→ **Brief**
May I please have every record restated word for word, with the images left out?

[Collected data entries]
-------

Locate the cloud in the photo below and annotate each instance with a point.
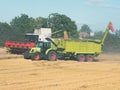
(101, 3)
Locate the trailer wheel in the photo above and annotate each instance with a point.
(35, 56)
(26, 55)
(89, 58)
(52, 56)
(81, 58)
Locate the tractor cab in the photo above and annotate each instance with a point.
(43, 45)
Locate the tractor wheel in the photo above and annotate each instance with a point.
(35, 56)
(52, 56)
(89, 58)
(26, 55)
(81, 58)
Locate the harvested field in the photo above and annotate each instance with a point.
(20, 74)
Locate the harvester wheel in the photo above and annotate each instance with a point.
(52, 56)
(26, 55)
(81, 58)
(35, 56)
(89, 58)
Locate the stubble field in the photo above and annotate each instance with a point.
(17, 73)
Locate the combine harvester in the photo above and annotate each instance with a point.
(62, 48)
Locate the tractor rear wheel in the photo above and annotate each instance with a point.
(81, 58)
(89, 58)
(35, 56)
(52, 56)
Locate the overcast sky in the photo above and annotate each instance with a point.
(95, 13)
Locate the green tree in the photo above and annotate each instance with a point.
(21, 25)
(62, 22)
(85, 28)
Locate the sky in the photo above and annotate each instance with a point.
(95, 13)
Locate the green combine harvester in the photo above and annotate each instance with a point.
(81, 50)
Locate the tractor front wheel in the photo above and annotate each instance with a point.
(26, 55)
(35, 56)
(52, 56)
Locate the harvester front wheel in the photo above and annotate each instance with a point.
(52, 56)
(89, 58)
(81, 58)
(35, 56)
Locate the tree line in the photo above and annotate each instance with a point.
(20, 25)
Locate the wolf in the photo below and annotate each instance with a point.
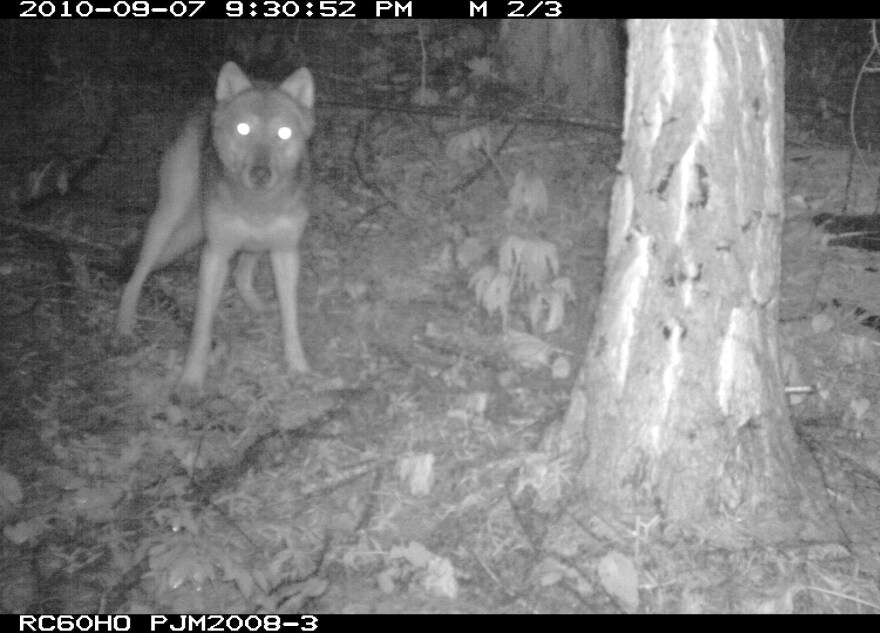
(235, 181)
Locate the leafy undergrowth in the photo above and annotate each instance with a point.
(450, 270)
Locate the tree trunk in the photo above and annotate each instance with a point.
(680, 409)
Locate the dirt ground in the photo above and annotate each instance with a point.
(405, 475)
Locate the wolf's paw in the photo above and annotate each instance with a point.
(123, 344)
(188, 394)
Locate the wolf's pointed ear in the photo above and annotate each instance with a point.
(301, 87)
(231, 81)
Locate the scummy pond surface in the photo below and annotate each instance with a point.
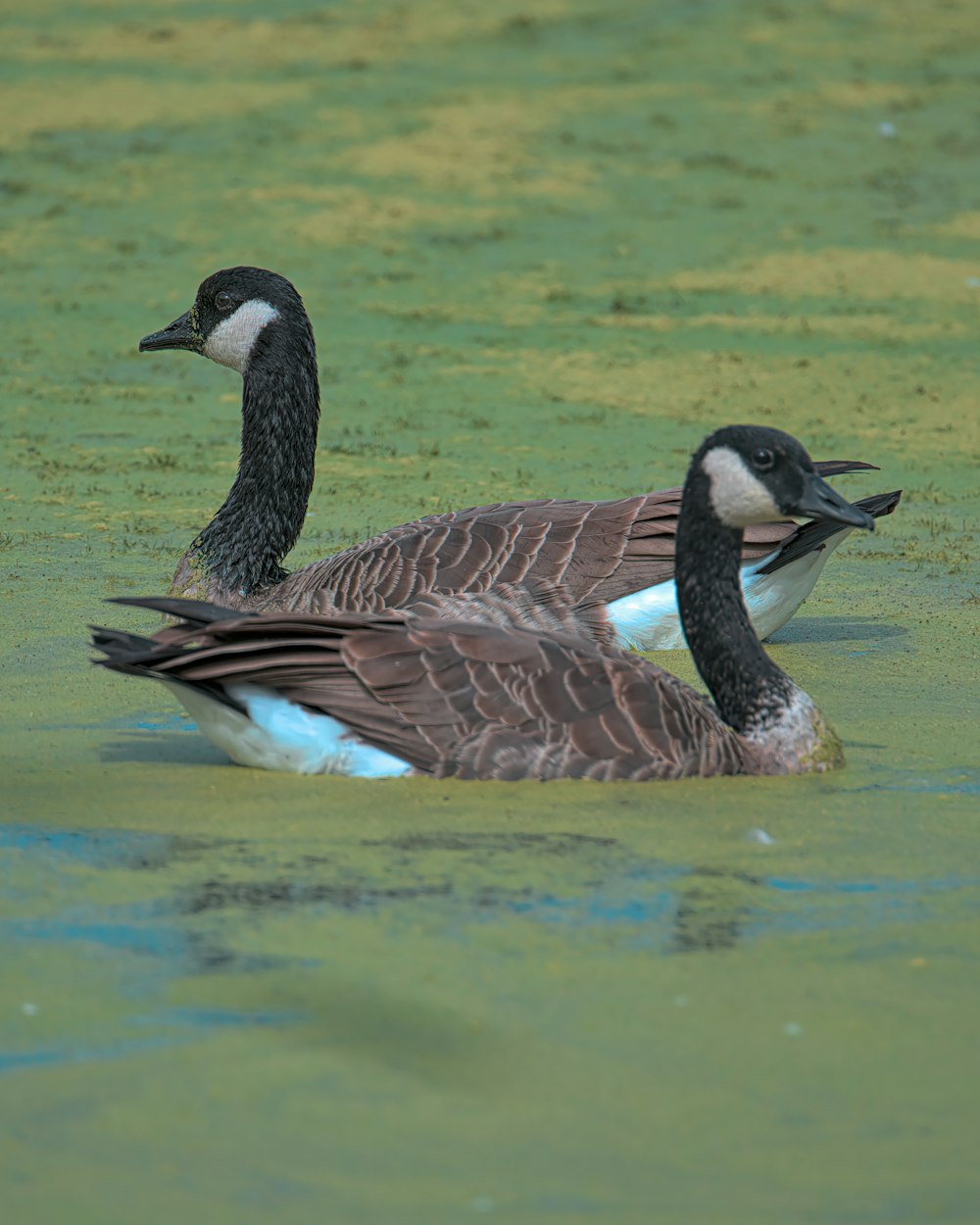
(545, 249)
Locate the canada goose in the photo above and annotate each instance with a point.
(617, 553)
(381, 694)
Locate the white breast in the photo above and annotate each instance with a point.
(278, 735)
(650, 620)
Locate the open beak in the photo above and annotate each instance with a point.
(179, 334)
(819, 501)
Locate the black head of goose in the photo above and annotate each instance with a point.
(617, 553)
(383, 694)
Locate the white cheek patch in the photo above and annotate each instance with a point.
(230, 343)
(738, 496)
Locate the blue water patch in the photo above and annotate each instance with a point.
(954, 780)
(98, 848)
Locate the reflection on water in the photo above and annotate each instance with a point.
(210, 897)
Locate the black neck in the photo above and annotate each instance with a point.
(745, 684)
(263, 515)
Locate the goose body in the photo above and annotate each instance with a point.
(602, 553)
(514, 684)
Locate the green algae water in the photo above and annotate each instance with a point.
(545, 249)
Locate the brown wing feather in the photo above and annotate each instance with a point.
(457, 697)
(597, 550)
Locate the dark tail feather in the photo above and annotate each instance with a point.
(119, 647)
(838, 466)
(192, 612)
(811, 535)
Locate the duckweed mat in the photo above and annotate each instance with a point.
(545, 249)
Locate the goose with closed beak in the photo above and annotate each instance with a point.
(617, 553)
(387, 694)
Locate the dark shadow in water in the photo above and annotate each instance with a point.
(284, 895)
(545, 844)
(861, 628)
(163, 746)
(713, 906)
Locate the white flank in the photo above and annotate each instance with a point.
(230, 343)
(739, 498)
(651, 620)
(278, 735)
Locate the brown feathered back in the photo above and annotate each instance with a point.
(452, 697)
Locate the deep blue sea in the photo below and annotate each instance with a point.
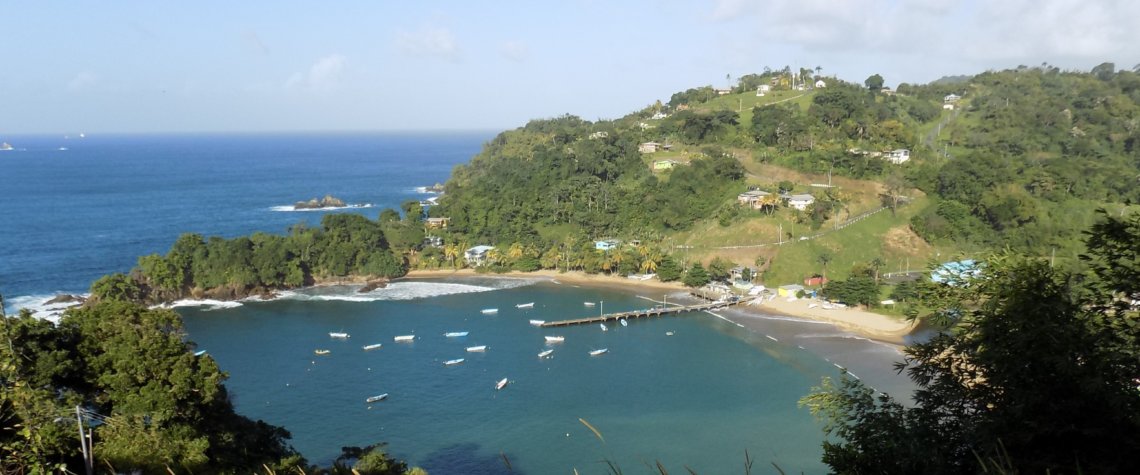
(699, 399)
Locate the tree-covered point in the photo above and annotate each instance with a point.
(1039, 374)
(343, 245)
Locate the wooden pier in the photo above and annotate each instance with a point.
(646, 313)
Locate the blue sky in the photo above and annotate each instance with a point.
(157, 66)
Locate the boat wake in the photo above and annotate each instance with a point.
(349, 206)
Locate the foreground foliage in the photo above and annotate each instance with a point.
(1039, 375)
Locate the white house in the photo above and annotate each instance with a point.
(607, 244)
(477, 255)
(898, 156)
(799, 202)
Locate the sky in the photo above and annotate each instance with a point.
(263, 66)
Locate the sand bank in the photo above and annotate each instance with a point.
(858, 321)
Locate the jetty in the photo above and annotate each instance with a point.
(648, 312)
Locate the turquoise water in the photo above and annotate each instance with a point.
(698, 399)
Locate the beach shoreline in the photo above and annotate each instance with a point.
(873, 326)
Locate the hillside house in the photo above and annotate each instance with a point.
(798, 202)
(755, 199)
(607, 244)
(650, 147)
(437, 222)
(898, 156)
(477, 255)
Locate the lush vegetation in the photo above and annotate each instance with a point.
(1039, 374)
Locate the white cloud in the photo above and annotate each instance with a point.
(515, 51)
(82, 81)
(429, 41)
(324, 74)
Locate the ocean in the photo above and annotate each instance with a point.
(700, 398)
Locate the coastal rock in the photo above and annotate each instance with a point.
(328, 201)
(65, 299)
(372, 285)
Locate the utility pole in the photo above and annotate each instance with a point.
(83, 443)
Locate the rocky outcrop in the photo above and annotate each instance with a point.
(317, 204)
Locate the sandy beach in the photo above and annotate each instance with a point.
(857, 321)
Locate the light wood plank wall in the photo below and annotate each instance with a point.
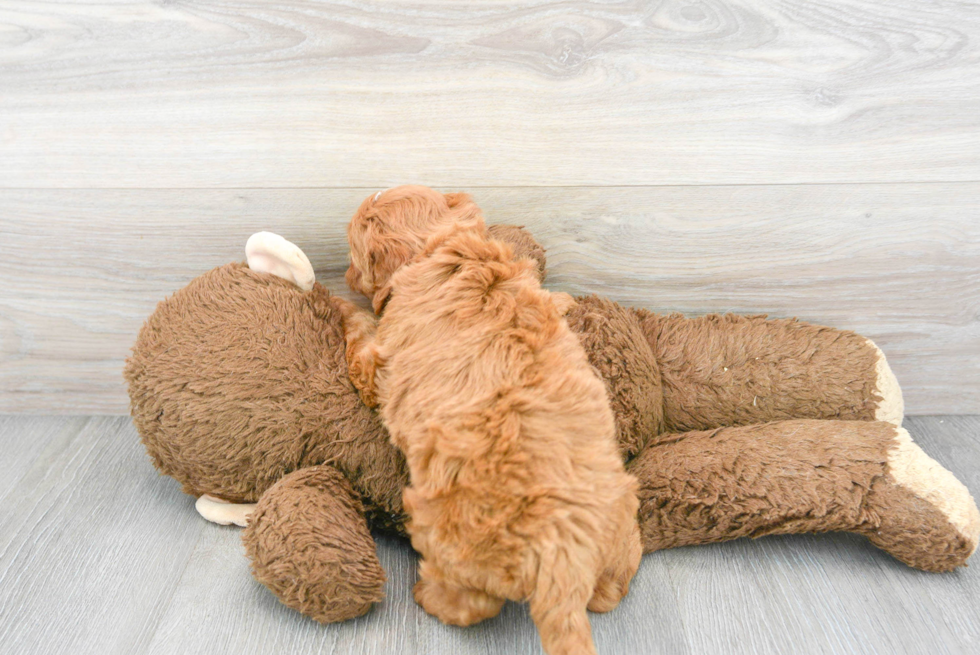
(812, 158)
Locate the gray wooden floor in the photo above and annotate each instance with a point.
(98, 554)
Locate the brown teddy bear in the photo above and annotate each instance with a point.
(734, 426)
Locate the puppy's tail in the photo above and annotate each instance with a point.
(558, 607)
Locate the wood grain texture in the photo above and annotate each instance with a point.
(303, 93)
(900, 264)
(100, 555)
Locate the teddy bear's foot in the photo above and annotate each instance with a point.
(310, 544)
(891, 407)
(270, 253)
(222, 512)
(923, 515)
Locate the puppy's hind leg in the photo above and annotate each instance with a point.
(558, 610)
(451, 603)
(614, 581)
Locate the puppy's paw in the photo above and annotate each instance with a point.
(454, 605)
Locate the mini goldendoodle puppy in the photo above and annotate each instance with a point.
(517, 488)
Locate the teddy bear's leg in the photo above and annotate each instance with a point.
(743, 370)
(309, 543)
(270, 253)
(223, 512)
(794, 476)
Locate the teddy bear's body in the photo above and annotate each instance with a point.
(734, 426)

-------

→ **Expected output**
Locate the cloud in the photo below and annotate each instance with a point.
(101, 3)
Locate the trailer wheel in the photo above and annotate each instance with a point.
(35, 56)
(26, 55)
(89, 58)
(52, 56)
(81, 58)
Locate the tractor cab in the photo above and annotate each instance with a point.
(43, 45)
Locate the tractor wheel in the photo above and annotate each instance with a point.
(35, 56)
(52, 56)
(89, 58)
(26, 55)
(81, 58)
Locate the harvested field in the photo above and annotate each instance with a point.
(20, 74)
Locate the harvester wheel in the photo above and annotate each instance with a point.
(52, 56)
(26, 55)
(81, 58)
(35, 56)
(89, 58)
Locate the stubble field in the photo above and annotate each instance with a point.
(17, 73)
Locate the combine harvester in the photo above and annotate each instance with a point.
(62, 48)
Locate the tractor rear wheel in the photo above and annotate each instance with a point.
(81, 58)
(89, 58)
(35, 56)
(52, 56)
Locate the overcast sky in the photo above and annotate each instance with a point.
(95, 13)
Locate the green tree in the photo above and annotate each instance with a point.
(21, 25)
(62, 22)
(85, 28)
Locate the sky in the photo above and annotate each instance with a point.
(95, 13)
Locate the green combine harvester in the photo above and annotate each instance with a point.
(81, 50)
Locate the tractor front wheel in the photo above and annotate each instance with a point.
(26, 55)
(35, 56)
(52, 56)
Locate the harvester front wheel in the photo above and annotate each instance with a point.
(52, 56)
(89, 58)
(81, 58)
(35, 56)
Locate the tree line in the photo above and annotate each instance with a point.
(20, 25)
Locate the wolf in the photo below and annotate each instance with a point.
(235, 181)
Locate the leafy undergrowth in the photo above and annotate each instance with a point.
(450, 270)
Locate the tree trunk in the photo above and annotate each instance with a point.
(680, 409)
Locate the dirt ground in the photo above and annotate each instance with a point.
(405, 475)
Locate the wolf's paw in the photo above and annotate each instance with a point.
(123, 344)
(188, 394)
Locate the wolf's pointed ear in the photo above and annotate each instance with a point.
(301, 87)
(231, 81)
Locate the scummy pond surface in the photo below and annotate each instance with a point.
(545, 249)
Locate the canada goose in the photo above and annotate each instance with a point.
(617, 553)
(381, 694)
Locate the white breast in the photo above and annotate each instance with a point.
(278, 735)
(650, 620)
Locate the open beak in the photo above and annotate each instance with a point.
(179, 334)
(819, 501)
Locate the black head of goose in the photo above and annotate each instance with a point.
(617, 553)
(383, 694)
Locate the white cheek patch in the photo above and annotate each instance with a point.
(230, 343)
(738, 496)
Locate the blue water patch in the photo above and annotate each instance with a point.
(954, 780)
(98, 848)
Locate the reflection on water in the photo above and annotate each instance with a point.
(210, 897)
Locate the black neck in the photo above and annotate each instance with a point.
(745, 684)
(263, 515)
Locate the goose body in the photo above and annotate each instance with a point.
(602, 553)
(514, 684)
Locate the green algae water in the photo above and annotate each instance with a point.
(545, 249)
Locate the brown wing feather in the photo above and annotate each instance with a point.
(457, 697)
(597, 550)
Locate the dark tail feather in the photo above and annotate each instance with a point.
(119, 647)
(838, 466)
(192, 612)
(811, 535)
Locate the duckweed mat in the photo above and annotate each instance with a point.
(545, 249)
Locate the goose with closed beak in the photo above and annotate each instance with a point.
(617, 553)
(387, 694)
Locate the dark shadow in water in the photo above and annotate each instance with a point.
(284, 895)
(545, 844)
(861, 628)
(163, 746)
(713, 906)
Locate the white flank in the photo above and annotate each instance with a point.
(230, 343)
(739, 498)
(651, 620)
(278, 735)
Locate the brown feathered back in the photo above and annotate each instance with a point.
(452, 697)
Locate the deep blue sea in the photo below and annotate each instance with a point.
(699, 399)
Locate the tree-covered point in the photo above and annotate each instance with a point.
(1039, 374)
(343, 245)
Locate the wooden pier in the photo above and annotate each instance with a point.
(646, 313)
Locate the blue sky in the photo above and annotate each instance with a point.
(157, 66)
Locate the boat wake in the photo above and annotate each instance with a point.
(349, 206)
Locate the foreground foliage in the photo above and annotate each instance with a point.
(1039, 375)
Locate the white house in the photo above and annotate each instance with a point.
(607, 244)
(477, 255)
(898, 156)
(799, 202)
Locate the sky in the photo above and annotate each instance with a point.
(263, 66)
Locate the sand bank in the photo above and annotate each instance with a point.
(858, 321)
Locate the jetty in the photo above and annotate each instance with a point.
(648, 312)
Locate the turquoise water in the photo above and annotate each instance with a point.
(698, 399)
Locate the beach shoreline in the photo above and annotate each instance with a point.
(873, 326)
Locate the hillside house in the photo above and annotate each instance with a point.
(798, 202)
(755, 199)
(607, 244)
(650, 147)
(437, 222)
(898, 156)
(477, 255)
Locate the lush vegetation in the photo above and annotate each instance with a point.
(1039, 374)
Locate the white cloud in the photo above and annotate each instance with a point.
(515, 51)
(82, 81)
(429, 41)
(324, 74)
Locate the ocean in the photo above and annotate each instance with a point.
(700, 398)
Locate the coastal rock in the photo above and annotate each instance with a point.
(328, 201)
(65, 299)
(372, 285)
Locate the utility pole in the photo above and annotate each instance with a point.
(83, 443)
Locate the rocky outcrop in the photo above and annotate each instance with a point.
(317, 204)
Locate the sandy beach in the photo above and annotate each instance with a point.
(857, 321)
Locate the light wood plank wall in the photo below and annotate each instance with a point.
(812, 158)
Locate the gray wooden floor in the photo above and annotate each instance with a point.
(98, 554)
Locate the brown teddy bear in the photo above and annotate each instance with a point.
(734, 426)
Locate the puppy's tail in the photo above and annotate each instance with a point.
(558, 607)
Locate the wood grain texture in the photo above and annotate each instance with a point.
(303, 93)
(900, 264)
(100, 555)
Locate the teddy bear's foot in the photo above and annotate each instance with a point.
(310, 544)
(891, 407)
(270, 253)
(222, 512)
(923, 515)
Locate the puppy's hind leg in the photo above and annotate each instance with a point.
(558, 610)
(451, 603)
(614, 581)
Locate the puppy's paw in the photo above and annotate each instance with a point.
(454, 605)
Locate the mini goldendoodle puppy in the photo above and annotate each instance with a point.
(517, 488)
Locate the teddy bear's leg in the photo above and annotate each instance with a point.
(743, 370)
(309, 543)
(270, 253)
(223, 512)
(794, 476)
Locate the teddy bear's body in the photo above and annotate each instance with a point.
(734, 426)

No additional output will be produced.